#### Assigned task A:
Answer these questions using the review response on OS-Prompt below:
(i) Which version of the method uses QR loss?
(ii) In which phase or phases is the Reference function used?
(iii) Across how many categories are the DomainNet images distributed?

#### Text provided:
Content starts
Q1: What is the difference between Query function forward and reference forward? Why the (training) computational cost still reduce 50% when QR loss with reference forward existing?
A1: Sorry for the confusion. We would like to clarify QR loss is only used in OS-prompt++, which is an advanced version of our OS-Prompt. The OS-Prompt does not employ QR loss and is more efficient than existing two-stage methods during both training and inference. The users can choose to use OS-prompt if they have fewer computing resources in training, but we highlight that OS-prompt can achieve comparable performance with existing SOTA. We summarize the difference between OS-Prompt and OS-Prompt++ in our general response.
The Query function (used by previous PCL methods) is leveraged in training and inference, but the Reference function (proposed in this work) is only used in training, not inference. Therefore, with QR loss (i.e. OS-prompt++), the training computational cost does not reduce by 50%. We report the relative computational cost of both training and inference in Table 3. Please refer to the training cost for OS-prompt++ in Table 3.
Q2: From the description, seems that how to select query that different from previous PCL is not clear, both of them apply the [CLS] token embedding.
A2: We apologize for the unclear description. To obtain a query in layer l, prior methods utilize the [CLS] token from the 'last layer' of the Query ViT (Fig. 1, Left). In contrast, our approach involves using the [CLS] token from the 'layer l,' as depicted in Fig. 3 (arrow ②). Consequently, traditional PCL methods necessitate two feedforward steps: one for obtaining the query prompt and the second for the backbone ViT. In our OS-Prompt, we directly leverage the intermediate [CLS] token feature, which requires only one feedforward step. The difference in query selection strategy is also elaborated in Eq.(1) and Eq.(6) in our manuscript.
Q3: Is QR without query ViT could perform better generalization on unseen task/domain?
A3: We appreciate the insightful suggestion from the reviewer. This is an interesting and important concern because we use the intermediate layer’s [CLS] feature as a query, which might have less generalization power compared to the [CLS] feature from the last layer of query ViT.
To this end, we conducted experiments on DomainNet [R1], a large-scale domain adaptation dataset consisting of around 0.6 million images distributed across 345 categories. Our continual domain adaptation task was created using five diverse domains from DomainNet: Clipart → Real → Infograph → Sketch → Painting. Thus every task has a different domain image, which is a proper experiment to check the generalization ability of our method. The experimental results are presented in the table below.
Content ends
#### Assigned task B:
Turn the stretch of the records from their start through the line containing "rough mask: <svg" into a Markdown table with the columns Row and Line, leaving out any blank lines.

#### Data records:
Content starts
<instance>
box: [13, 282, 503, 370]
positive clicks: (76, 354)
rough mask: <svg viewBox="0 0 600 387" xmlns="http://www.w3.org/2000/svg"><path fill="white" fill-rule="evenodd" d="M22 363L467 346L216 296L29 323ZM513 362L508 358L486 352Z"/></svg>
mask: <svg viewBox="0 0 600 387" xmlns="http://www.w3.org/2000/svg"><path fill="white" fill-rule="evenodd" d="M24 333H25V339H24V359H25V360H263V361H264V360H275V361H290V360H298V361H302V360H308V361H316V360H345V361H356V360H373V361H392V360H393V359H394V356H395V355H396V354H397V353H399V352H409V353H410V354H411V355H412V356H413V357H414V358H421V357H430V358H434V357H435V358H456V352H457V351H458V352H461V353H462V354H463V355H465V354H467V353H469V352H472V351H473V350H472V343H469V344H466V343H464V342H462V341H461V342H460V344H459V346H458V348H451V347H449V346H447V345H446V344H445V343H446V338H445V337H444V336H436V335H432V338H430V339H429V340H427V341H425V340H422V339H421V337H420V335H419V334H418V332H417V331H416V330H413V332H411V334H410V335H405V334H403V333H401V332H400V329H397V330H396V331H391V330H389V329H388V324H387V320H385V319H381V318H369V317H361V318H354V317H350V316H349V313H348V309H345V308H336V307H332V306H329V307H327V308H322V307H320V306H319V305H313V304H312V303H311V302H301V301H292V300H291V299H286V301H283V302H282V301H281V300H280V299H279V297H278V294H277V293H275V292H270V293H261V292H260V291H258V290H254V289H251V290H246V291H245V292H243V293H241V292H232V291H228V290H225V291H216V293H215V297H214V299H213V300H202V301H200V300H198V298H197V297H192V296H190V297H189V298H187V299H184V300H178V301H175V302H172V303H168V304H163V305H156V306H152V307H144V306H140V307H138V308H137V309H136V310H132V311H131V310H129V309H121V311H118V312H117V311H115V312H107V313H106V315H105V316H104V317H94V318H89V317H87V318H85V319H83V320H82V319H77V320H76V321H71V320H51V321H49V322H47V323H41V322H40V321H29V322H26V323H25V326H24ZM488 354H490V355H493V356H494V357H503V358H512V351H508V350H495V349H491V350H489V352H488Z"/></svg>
Content ends
#### Response A:
(i) OS-prompt++
(ii) Only in training, not in inference
(iii) 345

#### Response B:
| Row | Line |
|---|---|
| 1 | <instance> |
| 2 | box: [13, 282, 503, 370] |
| 3 | positive clicks: (76, 354) |
| 4 | rough mask: <svg viewBox="0 0 600 387" xmlns="http://www.w3.org/2000/svg"><path fill="white" fill-rule="evenodd" d="M22 363L467 346L216 296L29 323ZM513 362L508 358L486 352Z"/></svg> |